-- Instructions to follow --
Please copy out the records below with every "Query" changed to "Target" and nothing else altered. Leave the pictures out of your copy.

-- Provided data --
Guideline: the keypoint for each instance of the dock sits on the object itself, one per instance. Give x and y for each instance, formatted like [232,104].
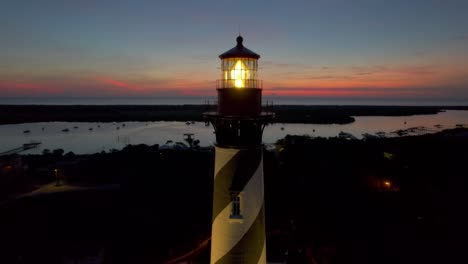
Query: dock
[17,150]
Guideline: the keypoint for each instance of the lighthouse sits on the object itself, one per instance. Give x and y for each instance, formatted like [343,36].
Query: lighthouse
[238,223]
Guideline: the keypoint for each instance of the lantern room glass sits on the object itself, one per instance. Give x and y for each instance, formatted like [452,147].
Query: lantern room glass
[239,73]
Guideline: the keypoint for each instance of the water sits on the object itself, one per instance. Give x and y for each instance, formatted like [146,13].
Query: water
[105,136]
[198,100]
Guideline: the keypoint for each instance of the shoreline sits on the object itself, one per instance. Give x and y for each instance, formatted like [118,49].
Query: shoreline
[308,114]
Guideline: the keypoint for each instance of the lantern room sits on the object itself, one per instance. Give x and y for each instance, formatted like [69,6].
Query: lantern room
[239,90]
[239,67]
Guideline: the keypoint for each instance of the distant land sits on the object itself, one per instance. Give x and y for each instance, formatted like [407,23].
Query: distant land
[311,114]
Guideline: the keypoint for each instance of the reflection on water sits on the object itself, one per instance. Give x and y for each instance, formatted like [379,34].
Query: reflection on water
[82,138]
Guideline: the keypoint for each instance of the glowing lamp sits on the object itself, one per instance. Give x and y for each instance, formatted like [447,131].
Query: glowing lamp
[239,90]
[239,67]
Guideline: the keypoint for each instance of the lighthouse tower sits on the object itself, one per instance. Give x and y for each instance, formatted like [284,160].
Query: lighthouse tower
[238,224]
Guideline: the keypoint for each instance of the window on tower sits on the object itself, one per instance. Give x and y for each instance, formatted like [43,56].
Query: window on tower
[236,207]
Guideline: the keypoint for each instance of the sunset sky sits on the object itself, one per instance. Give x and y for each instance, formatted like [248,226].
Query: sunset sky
[328,48]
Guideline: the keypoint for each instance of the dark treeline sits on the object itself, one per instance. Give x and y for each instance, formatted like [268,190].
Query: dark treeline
[386,200]
[13,114]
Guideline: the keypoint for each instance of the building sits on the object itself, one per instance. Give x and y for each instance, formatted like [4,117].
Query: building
[238,224]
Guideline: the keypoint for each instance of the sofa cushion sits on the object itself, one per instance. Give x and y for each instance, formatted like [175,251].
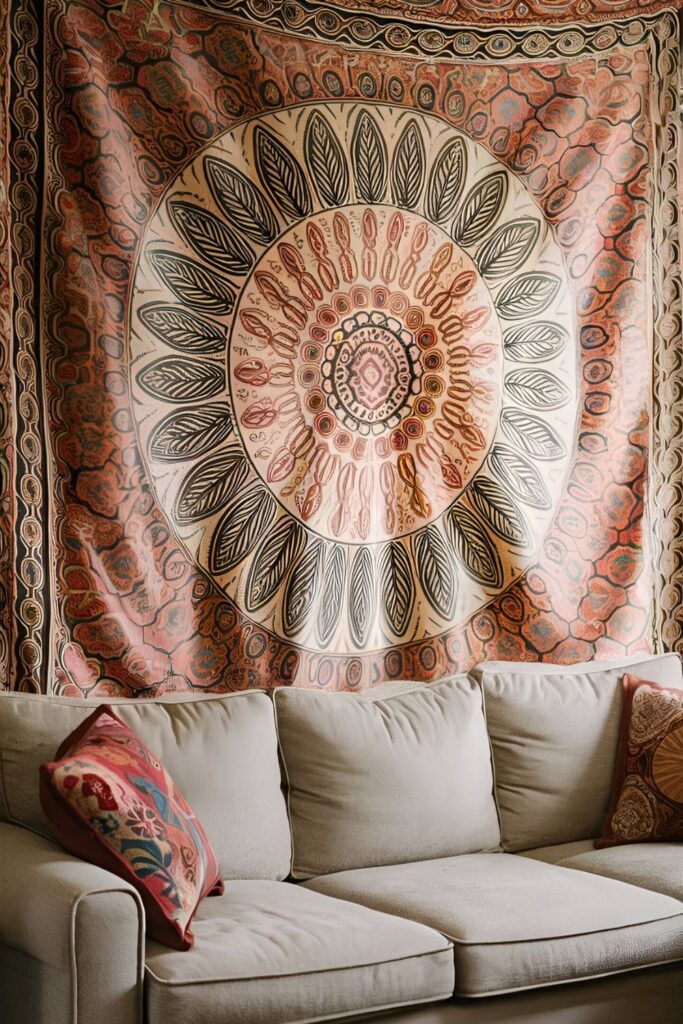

-- Task result --
Guideline: the keypoint for each instance of the dock sits on the object itself, one per instance. Give x and y for each instance, formatted like [232,104].
Target: dock
[17,150]
Guideline: the keypoint for each instance of the lighthouse sits on the object itself, one per instance. Give x and y for each instance, formatted like [343,36].
Target: lighthouse
[238,223]
Guideline: the keypoint for each instance of the lantern room glass sits on the object itself, one per instance. Give x and y for each instance, formatted like [452,147].
Target: lantern room glass
[239,73]
Guideline: the keypoint for each instance of the water sits on the object itself, one per instance. Give x and y for each instance, formatted like [146,13].
Target: water
[105,136]
[198,100]
Guideline: the keypoint for each instance of the shoreline sits on the object itself, one per instance. Give x and y for each instance, formatted like [118,49].
Target: shoreline
[308,114]
Guideline: the keypoint for each instance of the lantern room sits on the object itself, one per instance. Give x and y for each instance, formatted like [69,6].
Target: lantern room
[239,90]
[239,67]
Guideline: the keypoint for each instance of the distant land sits on the object itself, one per instance. Give x and y for each instance, formatted like [407,23].
Target: distant land
[311,114]
Guideline: the keypoint for each instance of the reflection on water sits on the object itself, one per instance. Give x and y for each instance, formatted like [379,34].
Target: reflection on water
[82,138]
Guideline: the keypoint for each instance of the glowing lamp sits on the object itself, one per instance. Give x and y for each instance, formatted like [447,131].
Target: glowing lamp
[239,90]
[239,67]
Guideline: the keypoint for each instance of the lighthouse tower sits on the object itself, one per instance. Give x and y for each instance, formatted like [284,160].
Target: lighthouse tower
[238,224]
Guideline: the keypoint for each instance of the window on tower sits on the object itself, one per instance. Give x and y for each instance, formatted like [43,56].
Target: window on tower
[236,207]
Guideline: the keypoint for each instance of the sunset sky sits on the object itself, one per instance. Give x and y for each instance, formatted like [248,226].
Target: sunset sky
[328,48]
Guideline: the keypoint for each instance of the dark treeline sits on the object itself, one per instance. Give x and y for each instance, formatted like [268,190].
Target: dark treeline
[386,200]
[13,114]
Guideline: the keypoint for each instance of the building sits on the object itself, one per instance. Give x and y for each instance, formatted like [4,117].
Target: building
[238,224]
Guideline: the keypoint for each instance of the sofa cushion sits on the object itself, one per instance. Give x and y for each instance, formatted like [175,251].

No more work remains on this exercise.